--- STORED DATA Enclosed Below ---

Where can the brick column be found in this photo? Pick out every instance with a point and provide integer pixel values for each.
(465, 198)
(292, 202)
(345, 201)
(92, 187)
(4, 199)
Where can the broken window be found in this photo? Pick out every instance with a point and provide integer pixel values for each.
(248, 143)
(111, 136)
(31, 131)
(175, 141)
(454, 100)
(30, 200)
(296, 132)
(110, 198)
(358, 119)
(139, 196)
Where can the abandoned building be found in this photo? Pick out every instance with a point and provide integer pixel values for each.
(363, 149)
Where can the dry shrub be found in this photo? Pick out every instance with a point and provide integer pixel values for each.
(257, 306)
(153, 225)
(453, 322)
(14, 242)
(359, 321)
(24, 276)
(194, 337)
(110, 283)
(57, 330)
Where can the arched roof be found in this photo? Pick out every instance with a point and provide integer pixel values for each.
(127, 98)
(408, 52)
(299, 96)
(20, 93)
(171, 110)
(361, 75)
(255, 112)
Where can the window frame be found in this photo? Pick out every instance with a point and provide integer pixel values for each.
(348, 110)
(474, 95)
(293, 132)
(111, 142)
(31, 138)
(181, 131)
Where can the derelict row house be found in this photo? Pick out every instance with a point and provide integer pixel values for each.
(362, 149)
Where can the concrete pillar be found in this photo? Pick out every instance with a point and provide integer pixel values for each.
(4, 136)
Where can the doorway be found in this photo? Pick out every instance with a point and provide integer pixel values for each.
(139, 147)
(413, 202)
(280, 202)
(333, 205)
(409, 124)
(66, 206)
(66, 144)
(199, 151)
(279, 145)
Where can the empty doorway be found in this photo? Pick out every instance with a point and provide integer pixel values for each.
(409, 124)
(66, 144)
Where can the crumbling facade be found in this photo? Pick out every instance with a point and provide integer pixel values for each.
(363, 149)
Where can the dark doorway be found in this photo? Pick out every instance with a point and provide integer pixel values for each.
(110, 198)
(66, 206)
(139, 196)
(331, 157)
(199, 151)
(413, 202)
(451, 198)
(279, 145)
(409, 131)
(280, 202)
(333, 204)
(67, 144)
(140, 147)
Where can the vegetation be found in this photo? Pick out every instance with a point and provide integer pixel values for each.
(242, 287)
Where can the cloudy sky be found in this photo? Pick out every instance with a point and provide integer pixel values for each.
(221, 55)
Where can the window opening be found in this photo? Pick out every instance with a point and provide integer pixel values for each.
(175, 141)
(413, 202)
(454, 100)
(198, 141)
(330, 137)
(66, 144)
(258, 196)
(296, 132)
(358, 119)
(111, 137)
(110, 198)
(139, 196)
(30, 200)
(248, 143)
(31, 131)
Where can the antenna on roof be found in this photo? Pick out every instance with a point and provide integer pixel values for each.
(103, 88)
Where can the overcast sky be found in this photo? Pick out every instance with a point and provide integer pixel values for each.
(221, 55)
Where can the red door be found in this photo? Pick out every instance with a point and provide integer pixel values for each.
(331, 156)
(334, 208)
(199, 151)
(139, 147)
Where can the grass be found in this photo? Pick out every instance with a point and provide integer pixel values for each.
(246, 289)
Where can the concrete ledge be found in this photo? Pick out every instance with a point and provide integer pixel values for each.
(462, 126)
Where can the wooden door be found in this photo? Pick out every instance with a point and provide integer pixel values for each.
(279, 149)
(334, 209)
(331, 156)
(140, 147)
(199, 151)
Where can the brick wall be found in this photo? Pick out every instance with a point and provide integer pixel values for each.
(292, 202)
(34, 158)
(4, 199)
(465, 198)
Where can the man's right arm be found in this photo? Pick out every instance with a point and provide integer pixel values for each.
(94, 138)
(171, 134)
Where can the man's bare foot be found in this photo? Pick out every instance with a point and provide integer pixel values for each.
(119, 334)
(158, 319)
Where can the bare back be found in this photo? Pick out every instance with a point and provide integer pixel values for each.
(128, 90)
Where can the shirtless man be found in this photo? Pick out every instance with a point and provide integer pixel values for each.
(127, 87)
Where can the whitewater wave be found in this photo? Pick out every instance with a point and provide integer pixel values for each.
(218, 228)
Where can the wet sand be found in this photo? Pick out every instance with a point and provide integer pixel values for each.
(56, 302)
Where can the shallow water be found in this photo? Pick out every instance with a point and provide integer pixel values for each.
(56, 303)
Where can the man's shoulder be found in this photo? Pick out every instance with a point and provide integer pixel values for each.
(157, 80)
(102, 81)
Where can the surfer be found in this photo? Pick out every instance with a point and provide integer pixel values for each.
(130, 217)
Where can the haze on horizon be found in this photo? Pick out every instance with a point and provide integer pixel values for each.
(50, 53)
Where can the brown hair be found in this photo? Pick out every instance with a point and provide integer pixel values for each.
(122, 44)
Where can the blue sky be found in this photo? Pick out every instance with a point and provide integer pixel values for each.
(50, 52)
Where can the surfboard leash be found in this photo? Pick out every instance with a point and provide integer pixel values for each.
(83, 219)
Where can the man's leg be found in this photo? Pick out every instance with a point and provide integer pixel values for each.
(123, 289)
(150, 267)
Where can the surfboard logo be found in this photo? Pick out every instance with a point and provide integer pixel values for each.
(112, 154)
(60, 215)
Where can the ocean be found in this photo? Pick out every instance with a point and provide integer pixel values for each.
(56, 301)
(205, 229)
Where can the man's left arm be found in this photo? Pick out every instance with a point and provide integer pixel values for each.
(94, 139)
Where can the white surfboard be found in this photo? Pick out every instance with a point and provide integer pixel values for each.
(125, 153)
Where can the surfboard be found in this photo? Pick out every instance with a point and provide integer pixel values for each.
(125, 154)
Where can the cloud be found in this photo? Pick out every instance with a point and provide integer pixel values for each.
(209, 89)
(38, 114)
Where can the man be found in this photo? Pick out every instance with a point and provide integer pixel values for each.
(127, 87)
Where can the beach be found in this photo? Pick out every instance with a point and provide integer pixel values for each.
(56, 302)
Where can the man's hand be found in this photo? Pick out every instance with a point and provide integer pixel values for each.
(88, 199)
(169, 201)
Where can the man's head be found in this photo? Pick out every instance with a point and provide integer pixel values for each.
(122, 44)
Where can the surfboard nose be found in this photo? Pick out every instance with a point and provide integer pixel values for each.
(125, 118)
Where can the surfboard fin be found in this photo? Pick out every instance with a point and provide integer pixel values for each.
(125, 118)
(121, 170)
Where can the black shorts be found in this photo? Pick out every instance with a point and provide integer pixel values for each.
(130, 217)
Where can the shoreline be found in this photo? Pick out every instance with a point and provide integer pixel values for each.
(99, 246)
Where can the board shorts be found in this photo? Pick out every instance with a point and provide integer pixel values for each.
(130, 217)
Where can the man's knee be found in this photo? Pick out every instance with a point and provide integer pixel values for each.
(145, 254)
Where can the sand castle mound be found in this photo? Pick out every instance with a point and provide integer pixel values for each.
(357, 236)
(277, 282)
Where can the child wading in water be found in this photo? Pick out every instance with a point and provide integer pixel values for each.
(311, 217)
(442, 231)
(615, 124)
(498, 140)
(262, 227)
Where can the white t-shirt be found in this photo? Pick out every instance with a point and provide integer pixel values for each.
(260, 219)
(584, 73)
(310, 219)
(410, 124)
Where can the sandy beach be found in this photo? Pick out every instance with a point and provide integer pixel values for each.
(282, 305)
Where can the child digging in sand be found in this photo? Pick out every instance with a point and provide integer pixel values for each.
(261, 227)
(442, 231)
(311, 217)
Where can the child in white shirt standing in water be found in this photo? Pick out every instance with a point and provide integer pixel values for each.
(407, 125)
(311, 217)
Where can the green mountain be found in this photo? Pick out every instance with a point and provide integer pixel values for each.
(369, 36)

--- End of Enclosed STORED DATA ---

■ **BRIEF**: Reproduce the whole listing above, word for word.

■ **EXERCISE SOLUTION**:
Where can the brick column be found in this photo? Pick out every instance with a point and provide integer pixel values for each.
(465, 198)
(292, 202)
(345, 201)
(92, 187)
(4, 199)
Where can the broken window be found in this photo? Pick out every instance with a point and provide integer pixel values for each.
(248, 143)
(111, 136)
(31, 131)
(175, 141)
(454, 100)
(30, 200)
(296, 132)
(110, 198)
(358, 119)
(139, 196)
Where can the abandoned building be found in this photo? Pick out every instance with a point and provide integer pixel values for each.
(363, 149)
Where can the dry shrub be found in this photo? Pick out every instance with a point and provide integer pixel values for each.
(257, 306)
(153, 225)
(453, 322)
(14, 242)
(359, 321)
(24, 276)
(194, 337)
(110, 283)
(57, 330)
Where can the arched roof be found in this photo? Pick out every instance with a point and provide integer pixel values for each.
(127, 98)
(408, 52)
(299, 96)
(20, 93)
(171, 110)
(361, 75)
(255, 112)
Where can the window frame be found in this photo? Pick out every instance with a point and provide integer pixel values for each.
(348, 110)
(474, 95)
(293, 132)
(111, 142)
(31, 138)
(181, 131)
Where can the derelict row house be found in this photo? Pick out every instance with a point and provide integer pixel values for each.
(362, 149)
Where can the concrete pillar be found in this photo? Pick out every instance with a point and provide integer pixel values for each.
(4, 136)
Where can the doorway be found in this photo? Pick out every instance with a point and provide integer pixel values for each.
(139, 147)
(413, 202)
(280, 202)
(333, 205)
(409, 124)
(66, 206)
(66, 144)
(199, 151)
(279, 145)
Where can the empty doorway be found in this photo? Pick out every instance with a point and provide integer pixel values for each.
(409, 124)
(66, 144)
Where can the crumbling facade be found in this photo? Pick out every instance with a point and provide integer pixel values for each.
(363, 149)
Where can the dark doorway be found in this photo? Pick out every instance with a point and provide integer pixel values for each.
(110, 198)
(66, 206)
(139, 196)
(331, 157)
(199, 151)
(413, 202)
(451, 198)
(279, 145)
(409, 131)
(280, 202)
(333, 204)
(67, 144)
(140, 147)
Where can the vegetation be found in this photo? Pick out every instance with a point and provide integer pixel values for each.
(242, 287)
Where can the cloudy sky be found in this photo? Pick out every instance with a point and provide integer pixel values for each.
(221, 55)
Where can the window opening be found in this photo? Pick out every instance with a point and provide integer pixel values for each.
(175, 141)
(413, 202)
(454, 100)
(198, 141)
(330, 137)
(66, 144)
(258, 196)
(296, 132)
(358, 119)
(111, 137)
(110, 198)
(139, 196)
(30, 200)
(248, 143)
(31, 131)
Where can the antenna on roof be found in this photo? Pick out every instance with a point and provide integer pixel values for each.
(103, 88)
Where can the overcast sky be found in this photo? Pick out every instance with a point and provide integer pixel values for each.
(221, 55)
Where can the red door be found in this photo? Pick out every instance with a point and provide integer pixel values for each.
(331, 156)
(334, 208)
(199, 151)
(139, 147)
Where can the grass be found in this photo? Pick out every instance with a point and provide integer pixel values for each.
(246, 289)
Where can the concrete ledge be found in this photo? Pick out every instance with a point and provide integer pixel values for each.
(462, 126)
Where can the wooden door be found in this photo? Pick out every instance with a point and provide integer pixel values for each.
(279, 149)
(334, 209)
(331, 156)
(140, 147)
(199, 151)
Where can the brick wall be found in this photo? Pick out every instance with a point and provide integer pixel values for each.
(292, 202)
(34, 158)
(4, 199)
(465, 198)
Where can the man's right arm be found in this photo? Pick out every instance with a point and provide integer pixel values for each.
(94, 138)
(171, 134)
Where can the man's bare foot be found in this photo? Pick out every instance with a point and provide integer pixel values for each.
(119, 334)
(158, 319)
Where can the bare back be found in this photo? Pick out every instance with a point and provide integer pixel values for each.
(128, 90)
Where can the shirtless man be found in this photo? Pick out every instance with a point and provide integer pixel values for each.
(127, 87)
Where can the whitewater wave be found in this photo? Pick out every instance with a point and provide integer pixel values for each.
(218, 228)
Where can the wet sand be found in this photo? Pick out every instance with a point and provide integer pixel values for each.
(56, 302)
Where can the shallow water be found in this photo? Pick out every instance with a point and provide integer pixel values for each.
(56, 303)
Where can the man's shoulder be found in this photo? Pick out every instance with a point and provide integer pixel values for each.
(157, 80)
(102, 81)
Where can the surfer be found in this photo? Pick out every instance with a point and provide integer pixel values for each.
(130, 217)
Where can the haze on horizon be found in this photo? Pick out every instance with a point and provide integer pixel values for each.
(50, 53)
Where can the brown hair be found in this photo? Pick out every instance with a point and provide integer pixel values for each.
(122, 44)
Where can the blue sky be found in this photo? Pick out every instance with a point and provide integer pixel values for each.
(50, 52)
Where can the surfboard leash be found in this photo? Pick out every instance with a point and provide integer pixel values for each.
(83, 219)
Where can the man's leg be found in this photo? Pick out every instance with a point and provide integer pixel values for each.
(123, 289)
(150, 267)
Where can the surfboard logo be found in this photo? Pick out every instance with a point and provide integer pixel values for each.
(112, 154)
(60, 215)
Where can the ocean be found in this photo? Pick out every instance with a point and provide integer pixel values for each.
(56, 301)
(205, 229)
Where can the man's left arm be found in this photo? Pick out every instance with a point and provide integer pixel values for each.
(94, 139)
Where can the white surfboard be found in this photo? Pick out every instance with a point and provide integer pixel values for each.
(125, 153)
Where can the surfboard be found in this photo? Pick out every instance with a point and provide integer pixel values for each.
(125, 154)
Where can the cloud be found in this photo? Pick out every instance with a point and provide integer pixel values for each.
(209, 89)
(38, 114)
Where can the man be found in this photo? Pick out every instance with a point and provide integer pixel values for each.
(127, 87)
Where can the beach be found in this photo? Pick out every instance with a point and provide integer pixel values for each.
(56, 302)
Where can the man's hand be found in this photo? Pick out every instance with a point and provide integer pixel values for each.
(88, 199)
(169, 201)
Where can the man's head be found in this photo? Pick out every instance with a point and provide integer pixel values for each.
(122, 44)
Where can the surfboard nose be found in this photo? Pick out every instance with a point and provide integer pixel values for each.
(125, 118)
Where can the surfboard fin be found in this photo? Pick out every instance with a point and provide integer pixel values for each.
(125, 118)
(121, 170)
Where can the black shorts be found in this photo? Pick out every instance with a point and provide integer pixel values for each.
(130, 217)
Where can the shoreline be found in this photo? Pick out every instance with a point and provide integer pixel values for each.
(99, 246)
Where can the board shorts be found in this photo? Pick out every instance with a point and provide integer pixel values for each.
(130, 217)
Where can the man's knee be found in this photo? Pick out every instance with a point and provide integer pixel values for each.
(145, 254)
Where can the sand castle mound be found in this photo? Pick out every instance with a point and provide integer pixel values for each.
(357, 236)
(277, 282)
Where can the child wading in water be found in this photo? Pick out every instance with a point and provide integer pixel values for each.
(311, 217)
(442, 231)
(615, 124)
(498, 140)
(262, 227)
Where can the white t-shirt be found in this photo? Pick out every instance with a point and provide integer pixel values for each.
(260, 219)
(584, 73)
(310, 219)
(410, 124)
Where can the sandy beach be found in this photo? Pick out every instance with a point and provide integer pixel values for each.
(282, 305)
Where can the child digging in sand be found in this photo? Pick out every instance with a point and provide integer pixel values for each.
(261, 227)
(442, 231)
(311, 217)
Where can the child in white shirt standing in water be found in this photo? Pick out every instance with a point and provide integer pixel values for each.
(407, 125)
(311, 217)
Where can the green mountain be found in this photo? Pick out every instance with a point and provide integer pixel values for each.
(369, 36)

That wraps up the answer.